▶ _Exercise task 1_
From the article about ABB's Dalmine plant, write out the passage from "An ABB circuit" up to and including "and certified offsets.".
▶ _Exercise task 2_
Answer these questions using the article about ABB's Dalmine plant:
(a) How many square meters of solar photovoltaic panels were fitted at the factory?
(b) In what year was the Dalmine plant built?
(c) By what percentage were the retrofits meant to reduce the facility's carbon emissions output?
▶ _Exercise task 3_
Continue the article about ABB's Dalmine plant after its last sentence.
***** Extract provided
ABB touts Mission Zero Carbon Reduction & Energy Efficiency work at Italian Switchgear Plant

May 4, 2022
ABB fitted three buildings at the factory with 4,000 square meters of solar photovoltaic panels. Outdoor lighting at the factory has been updated with LED lamps, which alone can reduce consumption by 76,000 kWh per year

An ABB circuit breaker and switchgear manufacturing plant in Italy has invested in energy efficiency, digitalization and clean energy to support the company’s goal of Mission to Zero.

The 45,000-square-meter  Dalmine facility has been retrofitted over the last two years to reduce its carbon emissions output by 25 percent. The ABB Dalmine plant also is getting all of its energy needs by renewable resources and certified offsets.

The success of the retrofits can help prove that achieving completely “green factories” in Europe doesn’t have to be new construction, the company noted.

"Our customers want to make their supply chains cleaner and greener and are increasingly looking to us for Environmental Product Declarations (EPDs). Dalmine creates a blueprint for customers to replicate,” Alessandro Palin, president of ABB Distribution Solutions, said in a statement. “At ABB we want to collaborate with our customers to reduce their annual CO2 emissions by more than 100 mega tons by 2030: almost as much as if 30 million combustion cars disappeared from our planet. By reducing carbon emissions and eliminating waste throughout our supply chain, we will support customers to realize their own sustainability ambitions.

The Dalmine manufacturing plant was built in 1979, a time when thoughts of climate change were barely registering in the public eye. Over time, it has shifted energy supply to renewables certified by Italian utility and developer Enel Green Power.
**********
***** Data
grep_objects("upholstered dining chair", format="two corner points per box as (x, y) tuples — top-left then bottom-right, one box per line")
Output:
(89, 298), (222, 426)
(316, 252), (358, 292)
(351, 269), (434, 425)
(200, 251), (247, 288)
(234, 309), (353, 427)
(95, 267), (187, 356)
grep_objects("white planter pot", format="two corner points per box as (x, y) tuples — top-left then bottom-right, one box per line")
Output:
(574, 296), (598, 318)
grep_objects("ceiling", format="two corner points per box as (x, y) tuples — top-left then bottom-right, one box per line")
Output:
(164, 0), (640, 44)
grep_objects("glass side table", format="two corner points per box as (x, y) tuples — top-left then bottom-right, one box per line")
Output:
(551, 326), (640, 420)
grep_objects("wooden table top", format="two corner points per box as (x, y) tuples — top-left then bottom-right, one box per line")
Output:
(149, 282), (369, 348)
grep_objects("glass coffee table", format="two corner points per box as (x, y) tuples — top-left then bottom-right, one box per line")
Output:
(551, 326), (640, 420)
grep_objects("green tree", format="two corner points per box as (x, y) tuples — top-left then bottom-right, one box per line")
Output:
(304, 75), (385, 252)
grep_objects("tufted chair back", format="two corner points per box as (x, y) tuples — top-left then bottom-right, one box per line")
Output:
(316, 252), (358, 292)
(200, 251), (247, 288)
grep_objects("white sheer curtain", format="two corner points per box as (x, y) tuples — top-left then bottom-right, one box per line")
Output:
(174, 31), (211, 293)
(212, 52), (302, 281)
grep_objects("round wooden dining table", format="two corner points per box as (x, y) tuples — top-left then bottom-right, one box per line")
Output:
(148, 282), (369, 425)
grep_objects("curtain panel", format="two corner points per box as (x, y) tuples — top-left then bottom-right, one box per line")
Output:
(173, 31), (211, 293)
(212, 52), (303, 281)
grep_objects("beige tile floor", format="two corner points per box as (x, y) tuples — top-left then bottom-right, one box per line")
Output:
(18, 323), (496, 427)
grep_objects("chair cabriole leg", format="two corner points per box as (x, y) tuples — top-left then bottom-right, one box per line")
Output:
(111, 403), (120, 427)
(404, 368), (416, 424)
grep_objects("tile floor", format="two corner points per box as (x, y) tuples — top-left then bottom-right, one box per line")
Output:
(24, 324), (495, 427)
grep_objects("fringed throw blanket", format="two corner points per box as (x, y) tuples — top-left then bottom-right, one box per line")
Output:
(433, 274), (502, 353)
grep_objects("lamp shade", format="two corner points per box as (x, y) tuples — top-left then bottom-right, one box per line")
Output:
**********
▶ _Written reply 1_
An ABB circuit breaker and switchgear manufacturing plant in Italy has invested in energy efficiency, digitalization and clean energy to support the company’s goal of Mission to Zero.

The 45,000-square-meter  Dalmine facility has been retrofitted over the last two years to reduce its carbon emissions output by 25 percent. The ABB Dalmine plant also is getting all of its energy needs by renewable resources and certified offsets.

▶ _Written reply 2_
(a) 4,000 square meters
(b) 1979
(c) 25 percent

▶ _Written reply 3_
To solidify its environmental aims, ABB fitted three buildings at the factory with 4,000 square meters of solar photovoltaic panels. Those panels can generate peak power of 900 kW, proving close to 20 percent of the Dalmine factory energy needs.

ABB’s Ability Energy and Asset Manager tools monitor energy consumption to identify inefficiencies and point toward energy saving opportunities. Outdoor lighting at the factory has been updated with LED lamps, which alone can reduce consumption by 76,000 kWh per year.

That saved energy is enough to recharging the Dalmine plant’s growing fleet of electric vehicles.

Mission to Zero is part of ABB's journey toward carbon neutrality by 2030. In addition to the energy improvements at the Dalmine switchgear and circuit breaker plant, the company completed its first new carbon-neutral production site at the Busch-Jaeger facility in Luedenscheid, Germany, in 2019.

The German plan features solar power with close to 1,100 MWh output pear year. The renewable resource reduces CO2 emissions by 630 tons annually, according to the company.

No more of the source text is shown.